=== EXCERPT ===
In prehistoric times members of the Oksywie culture, named after their burial places located just outside Oksywie, settled Oksywie Heights overlooking the Bay of Gdańsk. In time the area was settled by Slavs and became part of Pomerania. It became part of the emerging Polish state under its first ruler, Mieszko I, in the 10th century. Christianised relatively early, the settlement housed a Catholic shrine erected in 1224 by Swietopelk I, Duke of Pomerania. The settlement shared much of its history with the surrounding region and with the nearby city of Gdańsk, which developed into a regional capital. Oksywie was a possession of the Premonstratensian Monastery in Żukowo, administratively located in the Puck County of the Pomeranian Voivodeship of the Kingdom of Poland.

After World War I, when Poland regained the area after 123 years of partitions of Poland, Oksywie became the first base of the Polish Navy, as which it served until the outbreak of World War II. During the German invasion of Poland of 1939, the area was the battlefield of the nine-day battle of Kępa Oksywska, in which the Polish forces under Stanisław Dąbek defended the area between September 10 and September 19. During the last stages of the war, the area yet again became a battlefield, this time between March 28 and April 5, 1945, when the Oksywie Heights became the last stand of the surrounded German forces in Pomerania.

==Sights==
Landmarks of Oksywie include the medieval Saint Michael Archangel church, which is the oldest church of Gdynia, and the Polish Navy Cemetery.

=== EXERCISE GOAL ===
Condense the paragraph of the Oksywie excerpt that begins "After World War I" into a short bulleted list that keeps its main facts. You can complete this work without the listing.

=== DATA UNDER STUDY ===
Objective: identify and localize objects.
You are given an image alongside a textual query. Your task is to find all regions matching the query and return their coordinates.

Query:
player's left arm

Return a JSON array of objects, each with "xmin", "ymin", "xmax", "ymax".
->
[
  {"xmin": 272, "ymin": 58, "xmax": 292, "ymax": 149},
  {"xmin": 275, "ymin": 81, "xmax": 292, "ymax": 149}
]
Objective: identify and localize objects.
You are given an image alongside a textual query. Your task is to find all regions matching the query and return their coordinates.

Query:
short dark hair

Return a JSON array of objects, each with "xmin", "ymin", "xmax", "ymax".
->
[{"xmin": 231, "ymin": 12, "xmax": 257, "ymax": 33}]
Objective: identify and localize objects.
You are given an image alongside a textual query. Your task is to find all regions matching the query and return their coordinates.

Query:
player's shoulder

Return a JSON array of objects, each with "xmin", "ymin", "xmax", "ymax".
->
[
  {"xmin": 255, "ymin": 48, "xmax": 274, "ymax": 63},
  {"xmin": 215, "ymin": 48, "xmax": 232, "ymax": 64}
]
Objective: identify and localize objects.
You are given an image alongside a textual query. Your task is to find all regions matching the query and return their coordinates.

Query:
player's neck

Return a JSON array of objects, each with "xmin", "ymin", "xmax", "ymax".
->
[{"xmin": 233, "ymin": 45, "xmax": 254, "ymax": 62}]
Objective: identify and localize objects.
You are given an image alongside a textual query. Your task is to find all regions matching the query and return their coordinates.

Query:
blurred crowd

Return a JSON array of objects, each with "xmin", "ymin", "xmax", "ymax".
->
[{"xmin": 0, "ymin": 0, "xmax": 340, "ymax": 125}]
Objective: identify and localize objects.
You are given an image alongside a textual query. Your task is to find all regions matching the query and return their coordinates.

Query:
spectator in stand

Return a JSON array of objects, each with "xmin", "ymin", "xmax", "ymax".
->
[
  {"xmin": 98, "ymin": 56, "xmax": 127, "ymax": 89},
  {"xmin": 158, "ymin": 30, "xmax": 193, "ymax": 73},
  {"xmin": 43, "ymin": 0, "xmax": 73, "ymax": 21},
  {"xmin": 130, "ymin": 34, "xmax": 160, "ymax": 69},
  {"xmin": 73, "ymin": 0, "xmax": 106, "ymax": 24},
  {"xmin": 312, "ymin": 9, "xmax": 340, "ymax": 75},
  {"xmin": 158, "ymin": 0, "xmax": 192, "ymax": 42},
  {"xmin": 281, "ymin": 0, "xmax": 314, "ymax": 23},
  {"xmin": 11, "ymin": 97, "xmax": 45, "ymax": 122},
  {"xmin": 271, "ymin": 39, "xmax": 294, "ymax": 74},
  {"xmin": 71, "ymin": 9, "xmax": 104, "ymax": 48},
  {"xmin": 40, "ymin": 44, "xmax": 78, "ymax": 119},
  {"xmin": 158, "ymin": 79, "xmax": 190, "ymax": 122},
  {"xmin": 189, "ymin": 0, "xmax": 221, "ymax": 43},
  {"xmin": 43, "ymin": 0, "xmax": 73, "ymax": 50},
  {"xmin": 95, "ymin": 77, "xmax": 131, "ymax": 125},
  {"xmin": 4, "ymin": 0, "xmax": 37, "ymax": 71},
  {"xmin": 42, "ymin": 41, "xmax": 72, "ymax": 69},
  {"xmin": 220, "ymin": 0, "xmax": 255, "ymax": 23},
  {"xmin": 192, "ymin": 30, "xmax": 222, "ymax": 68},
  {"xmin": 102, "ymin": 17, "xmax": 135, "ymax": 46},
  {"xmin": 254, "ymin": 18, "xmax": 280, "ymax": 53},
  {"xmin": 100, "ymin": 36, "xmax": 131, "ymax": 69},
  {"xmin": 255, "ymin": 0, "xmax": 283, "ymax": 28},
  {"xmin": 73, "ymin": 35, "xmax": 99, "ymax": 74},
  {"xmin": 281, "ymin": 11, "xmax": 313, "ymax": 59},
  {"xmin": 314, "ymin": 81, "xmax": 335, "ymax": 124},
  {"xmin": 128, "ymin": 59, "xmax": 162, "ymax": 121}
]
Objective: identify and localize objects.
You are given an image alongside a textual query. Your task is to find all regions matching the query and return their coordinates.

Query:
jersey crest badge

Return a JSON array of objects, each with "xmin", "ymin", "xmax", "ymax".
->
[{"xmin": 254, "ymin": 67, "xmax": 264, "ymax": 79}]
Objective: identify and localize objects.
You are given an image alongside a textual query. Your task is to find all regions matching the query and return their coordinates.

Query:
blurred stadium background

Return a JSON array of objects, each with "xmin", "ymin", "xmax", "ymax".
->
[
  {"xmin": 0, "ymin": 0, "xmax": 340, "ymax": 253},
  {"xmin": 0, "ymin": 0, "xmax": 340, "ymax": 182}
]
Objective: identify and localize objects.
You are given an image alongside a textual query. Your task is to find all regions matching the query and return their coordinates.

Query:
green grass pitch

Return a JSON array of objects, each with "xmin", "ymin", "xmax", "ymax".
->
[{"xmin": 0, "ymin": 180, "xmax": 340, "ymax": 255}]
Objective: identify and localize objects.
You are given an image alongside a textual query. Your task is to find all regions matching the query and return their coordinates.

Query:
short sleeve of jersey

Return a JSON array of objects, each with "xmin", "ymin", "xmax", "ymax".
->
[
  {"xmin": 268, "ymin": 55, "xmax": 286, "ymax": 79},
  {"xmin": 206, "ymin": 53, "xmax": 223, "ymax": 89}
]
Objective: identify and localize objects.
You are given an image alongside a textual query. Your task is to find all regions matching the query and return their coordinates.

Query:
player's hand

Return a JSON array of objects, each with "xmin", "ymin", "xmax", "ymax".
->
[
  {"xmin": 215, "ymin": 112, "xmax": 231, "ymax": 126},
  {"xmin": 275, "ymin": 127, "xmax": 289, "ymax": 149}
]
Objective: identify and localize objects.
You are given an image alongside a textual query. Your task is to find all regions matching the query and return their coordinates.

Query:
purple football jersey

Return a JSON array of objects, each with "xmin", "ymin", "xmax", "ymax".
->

=== TASK ANSWER ===
- After World War I, Poland regained the area after 123 years of partitions. Oksywie became the first base of the Polish Navy and served as one until World War II began.
- During the 1939 German invasion of Poland, the area saw the nine-day battle of Kępa Oksywska. Polish forces under Stanisław Dąbek defended it from September 10 to September 19.
- From March 28 to April 5, 1945, the Oksywie Heights were the last stand of the surrounded German forces in Pomerania.